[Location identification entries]
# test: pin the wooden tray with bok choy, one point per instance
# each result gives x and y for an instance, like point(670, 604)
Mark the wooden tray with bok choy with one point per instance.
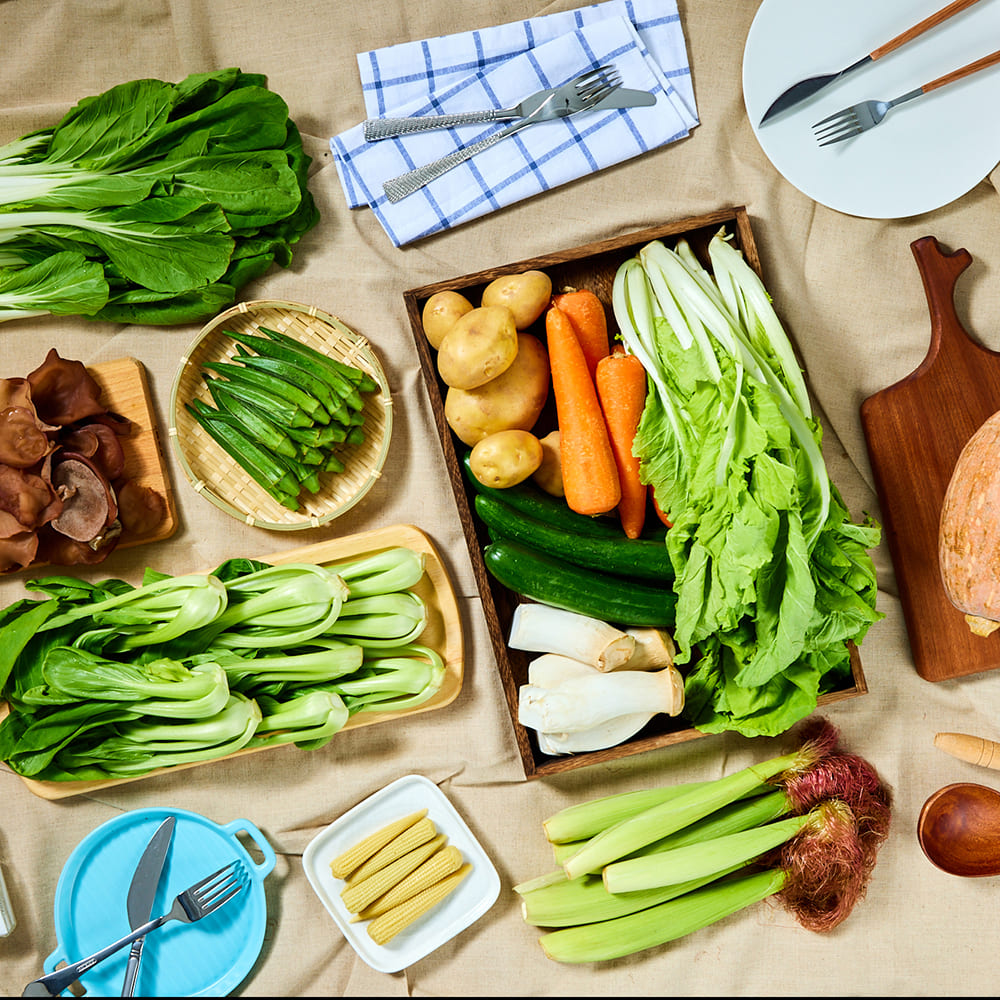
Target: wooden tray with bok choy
point(442, 633)
point(592, 267)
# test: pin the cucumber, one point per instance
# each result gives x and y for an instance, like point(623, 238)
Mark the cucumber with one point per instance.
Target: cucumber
point(623, 556)
point(565, 585)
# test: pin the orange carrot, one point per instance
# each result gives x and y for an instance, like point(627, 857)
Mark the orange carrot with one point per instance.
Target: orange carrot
point(621, 388)
point(590, 321)
point(590, 475)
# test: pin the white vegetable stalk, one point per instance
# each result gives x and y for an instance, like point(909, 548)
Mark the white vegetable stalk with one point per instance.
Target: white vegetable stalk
point(583, 703)
point(654, 649)
point(608, 734)
point(540, 628)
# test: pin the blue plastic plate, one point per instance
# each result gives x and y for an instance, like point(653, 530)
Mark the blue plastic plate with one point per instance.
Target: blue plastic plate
point(207, 958)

### JOB
Please write out all of the entries above again, requests included, raising every coordinate in the answer points by 77 and keeping the sample points inside the requests as they are. Leave the picture out of your version.

### SOLUTION TO THIS PROBLEM
# test: pin the wooden tray with bok choy, one point per instance
# each result gives x and y for an instance, like point(670, 604)
Mark the wooden tray with bok choy with one point per instance.
Target: wooden tray with bok choy
point(519, 710)
point(669, 344)
# test: pin the cucumber, one point per instance
# each result gives x and y for an instance, like point(623, 238)
Mark the cucumber with one point per instance.
Target: cucumber
point(700, 633)
point(642, 662)
# test: pin the orange carrot, one point per instance
# each result gives x and y for an instance, like point(627, 857)
Mark the orange carrot with one point per instance.
Target: orange carrot
point(698, 465)
point(667, 398)
point(667, 552)
# test: pin the white vegetable stalk, one point per instance
# each result gives x and y for an instance, like point(909, 548)
Mark the white vegetable stalk with one point per instance.
Target: white vegetable stalk
point(660, 780)
point(731, 726)
point(685, 811)
point(617, 705)
# test: pin the blue plastic plate, one point per instance
# each result gives x and y for an instance, like point(653, 530)
Mark the blue plastic plate with one point per instance.
Target: blue plastic plate
point(284, 1035)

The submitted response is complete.